** BEGIN Provided text **
The 5th Amendment and Your Security Clearance

Let’s say hypothetically that you stole some items from a store and managed to escape the premises undetected.  (Which, to be clear, I am not advocating)  Weeks go by without police contact, meaning it is a fairly safe bet that your identity has not been discovered.

Now fast-forward a year.  You never did get caught, but you suddenly decide to write a letter to the police detailing the crime.  You provide them with your date of birth, your social security number, your home address, and sign the letter under penalty of perjury.  You drop the letter in the mail and wait for the inevitable knock at the door.

Guilty conscience or spiritual awakening aside, this scenario likely seems far-fetched.  Very few people would voluntarily admit to a crime, much less do so without the context of a plea bargain in criminal court.  But to be clear, that is exactly what some security clearance applicants do on their SF-86.
** END Provided text **
** BEGIN Material provided **
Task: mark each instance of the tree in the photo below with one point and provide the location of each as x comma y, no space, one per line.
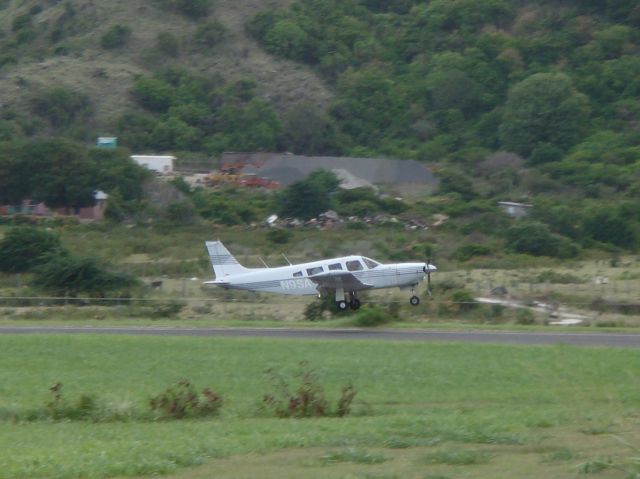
543,108
608,225
534,238
62,174
60,106
24,247
116,171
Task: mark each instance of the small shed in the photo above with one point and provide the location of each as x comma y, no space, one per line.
161,164
107,142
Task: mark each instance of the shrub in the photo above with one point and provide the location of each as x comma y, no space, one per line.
279,236
168,44
69,275
321,308
24,247
210,34
183,401
117,36
525,316
464,299
308,398
466,252
58,408
169,309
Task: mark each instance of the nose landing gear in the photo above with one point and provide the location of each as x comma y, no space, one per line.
353,303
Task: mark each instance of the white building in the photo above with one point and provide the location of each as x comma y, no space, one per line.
160,164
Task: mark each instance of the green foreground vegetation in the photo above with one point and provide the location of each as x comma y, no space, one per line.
421,410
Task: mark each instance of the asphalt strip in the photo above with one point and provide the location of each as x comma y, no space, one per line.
629,340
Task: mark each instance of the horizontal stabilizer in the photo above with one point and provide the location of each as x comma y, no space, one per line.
223,262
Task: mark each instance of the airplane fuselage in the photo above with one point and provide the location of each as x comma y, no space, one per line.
296,279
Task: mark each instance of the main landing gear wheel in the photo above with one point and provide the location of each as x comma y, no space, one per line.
342,305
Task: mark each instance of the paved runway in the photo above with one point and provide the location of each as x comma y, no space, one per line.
489,337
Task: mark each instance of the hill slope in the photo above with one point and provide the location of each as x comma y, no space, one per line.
77,60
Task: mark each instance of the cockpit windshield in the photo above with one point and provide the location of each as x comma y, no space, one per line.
370,263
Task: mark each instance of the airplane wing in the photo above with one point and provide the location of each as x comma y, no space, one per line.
339,279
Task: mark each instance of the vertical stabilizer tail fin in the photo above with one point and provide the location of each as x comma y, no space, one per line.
223,262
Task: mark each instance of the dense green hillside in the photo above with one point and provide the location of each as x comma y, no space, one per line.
510,100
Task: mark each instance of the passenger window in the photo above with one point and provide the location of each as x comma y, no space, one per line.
370,263
316,270
354,265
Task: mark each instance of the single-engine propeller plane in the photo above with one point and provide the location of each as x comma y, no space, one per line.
344,276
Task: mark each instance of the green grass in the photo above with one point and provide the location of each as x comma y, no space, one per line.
411,396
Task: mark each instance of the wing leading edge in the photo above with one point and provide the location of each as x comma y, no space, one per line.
339,279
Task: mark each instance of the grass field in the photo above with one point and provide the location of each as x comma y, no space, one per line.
423,410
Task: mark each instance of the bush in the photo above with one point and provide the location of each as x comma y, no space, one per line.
25,247
464,300
169,309
117,36
68,275
466,252
308,399
58,408
321,308
371,315
279,236
525,316
183,401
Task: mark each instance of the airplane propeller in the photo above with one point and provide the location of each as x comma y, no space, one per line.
427,270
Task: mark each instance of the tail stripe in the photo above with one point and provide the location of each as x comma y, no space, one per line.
223,259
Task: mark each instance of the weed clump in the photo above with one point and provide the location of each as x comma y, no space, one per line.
183,401
59,408
371,315
307,399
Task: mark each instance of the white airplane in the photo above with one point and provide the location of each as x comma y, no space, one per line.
343,276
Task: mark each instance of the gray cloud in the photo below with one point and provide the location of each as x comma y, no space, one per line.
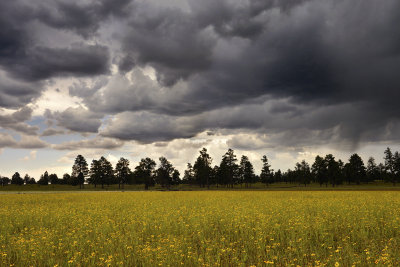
52,131
26,142
96,143
16,121
77,119
301,71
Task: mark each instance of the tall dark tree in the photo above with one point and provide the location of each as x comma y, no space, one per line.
389,166
396,167
95,173
214,176
16,179
266,175
107,172
44,179
80,166
53,178
4,181
355,169
189,176
145,170
164,172
66,179
229,169
246,171
303,172
29,180
333,170
319,170
122,171
373,172
176,177
202,168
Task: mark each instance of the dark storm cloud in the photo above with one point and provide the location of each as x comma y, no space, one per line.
96,143
26,142
25,60
318,68
77,119
16,121
335,62
83,19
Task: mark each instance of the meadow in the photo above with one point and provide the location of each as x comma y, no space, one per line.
200,228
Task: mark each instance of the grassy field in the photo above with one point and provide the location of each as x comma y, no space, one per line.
228,228
378,185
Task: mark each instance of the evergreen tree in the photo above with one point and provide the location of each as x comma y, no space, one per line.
80,166
355,169
53,178
202,168
319,170
373,172
176,177
266,175
390,166
164,172
189,176
95,173
303,172
228,168
107,172
145,170
66,179
44,179
16,179
246,171
333,170
122,171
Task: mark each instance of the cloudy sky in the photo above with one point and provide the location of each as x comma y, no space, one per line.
135,78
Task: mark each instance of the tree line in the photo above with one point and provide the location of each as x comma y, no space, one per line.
230,172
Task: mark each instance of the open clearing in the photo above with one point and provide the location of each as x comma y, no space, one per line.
228,228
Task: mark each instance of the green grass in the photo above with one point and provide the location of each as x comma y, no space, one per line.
218,228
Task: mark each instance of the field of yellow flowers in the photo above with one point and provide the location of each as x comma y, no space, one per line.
218,228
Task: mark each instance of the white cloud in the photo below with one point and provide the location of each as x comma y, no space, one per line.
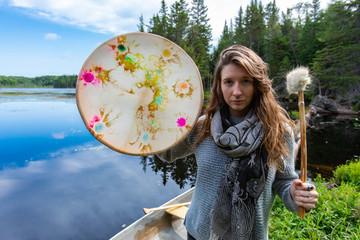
** END Material provided **
**Directive 1**
Decide whether each statement agrees with the text on the 5th Amendment and security clearances. Answer yes or no, and quote the deciding words.
(a) In the scenario, weeks pass with no contact from the police.
(b) In the scenario, the letter to the police is written a month after the theft.
(c) The author says most people would readily admit to a crime.
**Directive 2**
Continue the text on the 5th Amendment and security clearances from its last sentence.

**Written reply 1**
(a) Yes: "Weeks go by without police contact"
(b) No: "Now fast-forward a year."
(c) No: "Very few people would voluntarily admit to a crime"

**Written reply 2**
The general wisdom seems to be that federal security clearance adjudicators read reports of investigation in a vacuum.  I’ve actually heard someone say, “What happens in OPM-land stays in OPM-land.”  Setting aside the horribly cheesy Las Vegas analogy, the absurdity of such a comment truly amazes me.  On one hand, there is some surprising truth to it: federal policy has generally been that admissions of unreported criminal conduct made by an applicant in the course of their background investigation will not be reported for prosecution.  On the other hand, there is a major difference between “can’t” and “won’t.”  I, for one, would never advise my clients to rely on the latter.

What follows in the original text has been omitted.